EXERCISE DIRECTIONS:
Transcribe the records exactly. Pictures do not belong in the transcription.

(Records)
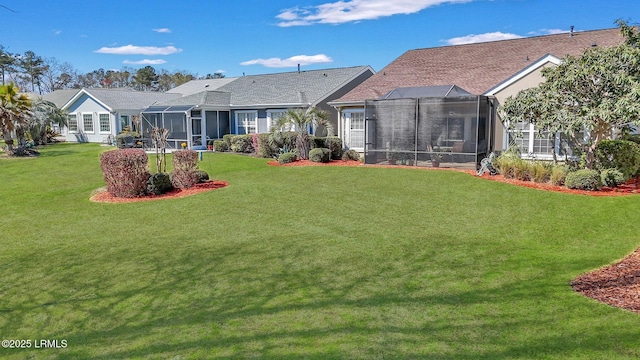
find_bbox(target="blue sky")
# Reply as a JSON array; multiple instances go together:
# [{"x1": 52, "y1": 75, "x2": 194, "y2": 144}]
[{"x1": 0, "y1": 0, "x2": 640, "y2": 77}]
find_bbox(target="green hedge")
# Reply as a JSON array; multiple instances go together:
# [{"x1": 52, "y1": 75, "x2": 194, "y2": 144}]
[
  {"x1": 229, "y1": 134, "x2": 255, "y2": 154},
  {"x1": 309, "y1": 148, "x2": 331, "y2": 163},
  {"x1": 309, "y1": 136, "x2": 344, "y2": 160},
  {"x1": 596, "y1": 140, "x2": 640, "y2": 179},
  {"x1": 564, "y1": 169, "x2": 602, "y2": 190}
]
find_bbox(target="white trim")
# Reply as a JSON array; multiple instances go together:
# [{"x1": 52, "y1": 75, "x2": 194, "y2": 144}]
[
  {"x1": 341, "y1": 108, "x2": 366, "y2": 151},
  {"x1": 80, "y1": 112, "x2": 96, "y2": 134},
  {"x1": 267, "y1": 109, "x2": 287, "y2": 132},
  {"x1": 233, "y1": 110, "x2": 258, "y2": 134},
  {"x1": 61, "y1": 88, "x2": 114, "y2": 112},
  {"x1": 67, "y1": 113, "x2": 80, "y2": 134},
  {"x1": 483, "y1": 54, "x2": 562, "y2": 96}
]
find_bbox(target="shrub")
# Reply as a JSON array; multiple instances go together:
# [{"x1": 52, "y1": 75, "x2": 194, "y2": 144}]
[
  {"x1": 493, "y1": 154, "x2": 522, "y2": 179},
  {"x1": 278, "y1": 152, "x2": 298, "y2": 164},
  {"x1": 197, "y1": 170, "x2": 209, "y2": 183},
  {"x1": 564, "y1": 169, "x2": 602, "y2": 190},
  {"x1": 100, "y1": 149, "x2": 149, "y2": 198},
  {"x1": 551, "y1": 165, "x2": 569, "y2": 186},
  {"x1": 309, "y1": 136, "x2": 344, "y2": 160},
  {"x1": 229, "y1": 134, "x2": 254, "y2": 154},
  {"x1": 596, "y1": 140, "x2": 640, "y2": 179},
  {"x1": 171, "y1": 150, "x2": 200, "y2": 189},
  {"x1": 147, "y1": 173, "x2": 173, "y2": 195},
  {"x1": 513, "y1": 159, "x2": 531, "y2": 181},
  {"x1": 342, "y1": 149, "x2": 360, "y2": 161},
  {"x1": 309, "y1": 148, "x2": 331, "y2": 163},
  {"x1": 600, "y1": 168, "x2": 625, "y2": 187},
  {"x1": 213, "y1": 140, "x2": 229, "y2": 152},
  {"x1": 256, "y1": 134, "x2": 278, "y2": 158},
  {"x1": 222, "y1": 134, "x2": 236, "y2": 149},
  {"x1": 529, "y1": 161, "x2": 552, "y2": 183}
]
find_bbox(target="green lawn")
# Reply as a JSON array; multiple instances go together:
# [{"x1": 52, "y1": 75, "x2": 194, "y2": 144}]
[{"x1": 0, "y1": 144, "x2": 640, "y2": 360}]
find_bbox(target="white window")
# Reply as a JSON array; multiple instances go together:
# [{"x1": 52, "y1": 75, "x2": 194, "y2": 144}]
[
  {"x1": 69, "y1": 114, "x2": 78, "y2": 132},
  {"x1": 236, "y1": 111, "x2": 258, "y2": 135},
  {"x1": 99, "y1": 114, "x2": 111, "y2": 133},
  {"x1": 343, "y1": 110, "x2": 364, "y2": 150},
  {"x1": 509, "y1": 122, "x2": 584, "y2": 159},
  {"x1": 82, "y1": 114, "x2": 93, "y2": 132}
]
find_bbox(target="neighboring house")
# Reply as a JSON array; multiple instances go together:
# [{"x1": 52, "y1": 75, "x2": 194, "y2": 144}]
[
  {"x1": 330, "y1": 28, "x2": 623, "y2": 158},
  {"x1": 141, "y1": 66, "x2": 375, "y2": 148},
  {"x1": 52, "y1": 89, "x2": 180, "y2": 144},
  {"x1": 167, "y1": 78, "x2": 237, "y2": 96}
]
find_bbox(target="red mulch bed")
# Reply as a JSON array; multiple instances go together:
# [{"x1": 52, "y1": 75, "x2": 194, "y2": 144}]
[
  {"x1": 89, "y1": 180, "x2": 229, "y2": 203},
  {"x1": 571, "y1": 249, "x2": 640, "y2": 314}
]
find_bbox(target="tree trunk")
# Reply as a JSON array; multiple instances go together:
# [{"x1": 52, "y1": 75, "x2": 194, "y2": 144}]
[
  {"x1": 4, "y1": 131, "x2": 13, "y2": 155},
  {"x1": 296, "y1": 132, "x2": 309, "y2": 160}
]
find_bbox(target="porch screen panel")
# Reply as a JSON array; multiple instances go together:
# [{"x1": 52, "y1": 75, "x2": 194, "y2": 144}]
[
  {"x1": 205, "y1": 111, "x2": 222, "y2": 139},
  {"x1": 218, "y1": 111, "x2": 231, "y2": 137},
  {"x1": 367, "y1": 99, "x2": 416, "y2": 152}
]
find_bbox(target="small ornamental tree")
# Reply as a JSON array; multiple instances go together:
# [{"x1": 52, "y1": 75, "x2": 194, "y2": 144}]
[
  {"x1": 501, "y1": 21, "x2": 640, "y2": 169},
  {"x1": 171, "y1": 150, "x2": 200, "y2": 189},
  {"x1": 272, "y1": 107, "x2": 333, "y2": 160},
  {"x1": 100, "y1": 149, "x2": 150, "y2": 198}
]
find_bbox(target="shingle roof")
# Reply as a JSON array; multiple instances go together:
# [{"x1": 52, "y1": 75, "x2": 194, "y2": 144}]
[
  {"x1": 156, "y1": 91, "x2": 231, "y2": 107},
  {"x1": 77, "y1": 89, "x2": 180, "y2": 110},
  {"x1": 167, "y1": 78, "x2": 237, "y2": 96},
  {"x1": 334, "y1": 28, "x2": 623, "y2": 102},
  {"x1": 218, "y1": 66, "x2": 373, "y2": 107},
  {"x1": 42, "y1": 89, "x2": 80, "y2": 108}
]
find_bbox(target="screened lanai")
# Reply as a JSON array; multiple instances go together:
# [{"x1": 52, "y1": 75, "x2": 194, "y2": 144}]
[
  {"x1": 365, "y1": 86, "x2": 495, "y2": 168},
  {"x1": 140, "y1": 105, "x2": 230, "y2": 149}
]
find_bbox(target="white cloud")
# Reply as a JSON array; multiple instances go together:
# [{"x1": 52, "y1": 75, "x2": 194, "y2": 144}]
[
  {"x1": 276, "y1": 0, "x2": 473, "y2": 27},
  {"x1": 444, "y1": 31, "x2": 523, "y2": 45},
  {"x1": 95, "y1": 45, "x2": 182, "y2": 55},
  {"x1": 240, "y1": 54, "x2": 333, "y2": 68},
  {"x1": 122, "y1": 59, "x2": 167, "y2": 65}
]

SOLUTION BELOW:
find_bbox(target="blue sky")
# Reply as a JSON array; multiple instances go together:
# [{"x1": 52, "y1": 75, "x2": 194, "y2": 144}]
[{"x1": 0, "y1": 0, "x2": 640, "y2": 77}]
find_bbox(target="green hedge")
# Reply as a JSON array; multiple instances go together:
# [{"x1": 52, "y1": 75, "x2": 194, "y2": 144}]
[
  {"x1": 229, "y1": 134, "x2": 255, "y2": 154},
  {"x1": 309, "y1": 148, "x2": 331, "y2": 163},
  {"x1": 309, "y1": 136, "x2": 344, "y2": 160},
  {"x1": 596, "y1": 140, "x2": 640, "y2": 179},
  {"x1": 564, "y1": 169, "x2": 602, "y2": 190}
]
find_bbox(target="white trim")
# Reply as a JSON array; multiple instances go together:
# [{"x1": 52, "y1": 75, "x2": 194, "y2": 144}]
[
  {"x1": 341, "y1": 108, "x2": 366, "y2": 151},
  {"x1": 80, "y1": 112, "x2": 96, "y2": 134},
  {"x1": 267, "y1": 109, "x2": 287, "y2": 132},
  {"x1": 233, "y1": 110, "x2": 258, "y2": 134},
  {"x1": 61, "y1": 88, "x2": 114, "y2": 112},
  {"x1": 67, "y1": 113, "x2": 80, "y2": 134},
  {"x1": 483, "y1": 54, "x2": 562, "y2": 96}
]
find_bbox(target="shrub")
# Reply as a JSON array; multiple instances go together:
# [{"x1": 52, "y1": 75, "x2": 194, "y2": 144}]
[
  {"x1": 493, "y1": 154, "x2": 522, "y2": 179},
  {"x1": 278, "y1": 152, "x2": 298, "y2": 164},
  {"x1": 197, "y1": 170, "x2": 209, "y2": 183},
  {"x1": 564, "y1": 169, "x2": 602, "y2": 190},
  {"x1": 100, "y1": 149, "x2": 149, "y2": 198},
  {"x1": 551, "y1": 165, "x2": 569, "y2": 186},
  {"x1": 309, "y1": 136, "x2": 344, "y2": 160},
  {"x1": 229, "y1": 134, "x2": 254, "y2": 154},
  {"x1": 596, "y1": 140, "x2": 640, "y2": 179},
  {"x1": 171, "y1": 150, "x2": 200, "y2": 189},
  {"x1": 147, "y1": 173, "x2": 173, "y2": 195},
  {"x1": 513, "y1": 159, "x2": 531, "y2": 181},
  {"x1": 342, "y1": 149, "x2": 360, "y2": 161},
  {"x1": 309, "y1": 148, "x2": 331, "y2": 163},
  {"x1": 600, "y1": 168, "x2": 625, "y2": 187},
  {"x1": 213, "y1": 140, "x2": 229, "y2": 152},
  {"x1": 256, "y1": 134, "x2": 278, "y2": 158},
  {"x1": 222, "y1": 134, "x2": 236, "y2": 149},
  {"x1": 529, "y1": 161, "x2": 552, "y2": 183}
]
find_bbox(target="green lawn")
# Reply as a JSON array; multiple instances go together:
# [{"x1": 52, "y1": 75, "x2": 194, "y2": 144}]
[{"x1": 0, "y1": 144, "x2": 640, "y2": 360}]
find_bbox(target="white window")
# Reply as a JSON array; multiple instances go together:
# [{"x1": 52, "y1": 75, "x2": 194, "y2": 144}]
[
  {"x1": 69, "y1": 114, "x2": 78, "y2": 132},
  {"x1": 236, "y1": 111, "x2": 258, "y2": 135},
  {"x1": 99, "y1": 114, "x2": 111, "y2": 133},
  {"x1": 343, "y1": 110, "x2": 364, "y2": 150},
  {"x1": 509, "y1": 122, "x2": 584, "y2": 159},
  {"x1": 82, "y1": 114, "x2": 93, "y2": 132}
]
find_bbox(target="neighboring house")
# Reply as a JSON array; multiple instances go together:
# [{"x1": 52, "y1": 75, "x2": 194, "y2": 144}]
[
  {"x1": 330, "y1": 28, "x2": 623, "y2": 158},
  {"x1": 141, "y1": 66, "x2": 375, "y2": 148},
  {"x1": 52, "y1": 89, "x2": 180, "y2": 144},
  {"x1": 167, "y1": 78, "x2": 237, "y2": 96}
]
find_bbox(target="red mulch bed")
# Reply as a JSON array; multiple instances go together:
# [{"x1": 52, "y1": 75, "x2": 194, "y2": 144}]
[
  {"x1": 89, "y1": 180, "x2": 229, "y2": 203},
  {"x1": 571, "y1": 249, "x2": 640, "y2": 314}
]
find_bbox(target="tree trunk")
# Reply as a JSON array; multiple instances go together:
# [{"x1": 52, "y1": 75, "x2": 194, "y2": 144}]
[
  {"x1": 4, "y1": 131, "x2": 13, "y2": 155},
  {"x1": 296, "y1": 132, "x2": 309, "y2": 160}
]
find_bbox(target="porch screen panel")
# Reply as a JSON array; multiple instances go together:
# [{"x1": 52, "y1": 75, "x2": 194, "y2": 144}]
[
  {"x1": 205, "y1": 111, "x2": 222, "y2": 139},
  {"x1": 218, "y1": 111, "x2": 231, "y2": 137},
  {"x1": 367, "y1": 99, "x2": 416, "y2": 152}
]
find_bbox(target="small ornamental tree")
# Reply as a JSON array; multiple instances go together:
# [{"x1": 52, "y1": 75, "x2": 194, "y2": 144}]
[
  {"x1": 501, "y1": 21, "x2": 640, "y2": 169},
  {"x1": 171, "y1": 150, "x2": 200, "y2": 189},
  {"x1": 272, "y1": 107, "x2": 333, "y2": 160},
  {"x1": 100, "y1": 149, "x2": 150, "y2": 198}
]
find_bbox(target="shingle roof")
# Reply as a JSON array; multiple instances go together:
# [{"x1": 52, "y1": 75, "x2": 194, "y2": 144}]
[
  {"x1": 156, "y1": 91, "x2": 231, "y2": 107},
  {"x1": 77, "y1": 89, "x2": 180, "y2": 110},
  {"x1": 167, "y1": 78, "x2": 237, "y2": 96},
  {"x1": 334, "y1": 28, "x2": 623, "y2": 102},
  {"x1": 218, "y1": 66, "x2": 373, "y2": 107},
  {"x1": 42, "y1": 89, "x2": 80, "y2": 108}
]
find_bbox(target="screened lanai")
# Reply as a JSON array; multiple instances go together:
# [{"x1": 52, "y1": 75, "x2": 194, "y2": 144}]
[
  {"x1": 365, "y1": 86, "x2": 495, "y2": 168},
  {"x1": 140, "y1": 105, "x2": 230, "y2": 149}
]
find_bbox(target="white cloud")
# Reply as a JSON array; multiple instances go together:
# [{"x1": 52, "y1": 75, "x2": 194, "y2": 144}]
[
  {"x1": 276, "y1": 0, "x2": 473, "y2": 27},
  {"x1": 444, "y1": 31, "x2": 523, "y2": 45},
  {"x1": 95, "y1": 45, "x2": 182, "y2": 55},
  {"x1": 240, "y1": 54, "x2": 333, "y2": 68},
  {"x1": 122, "y1": 59, "x2": 167, "y2": 65}
]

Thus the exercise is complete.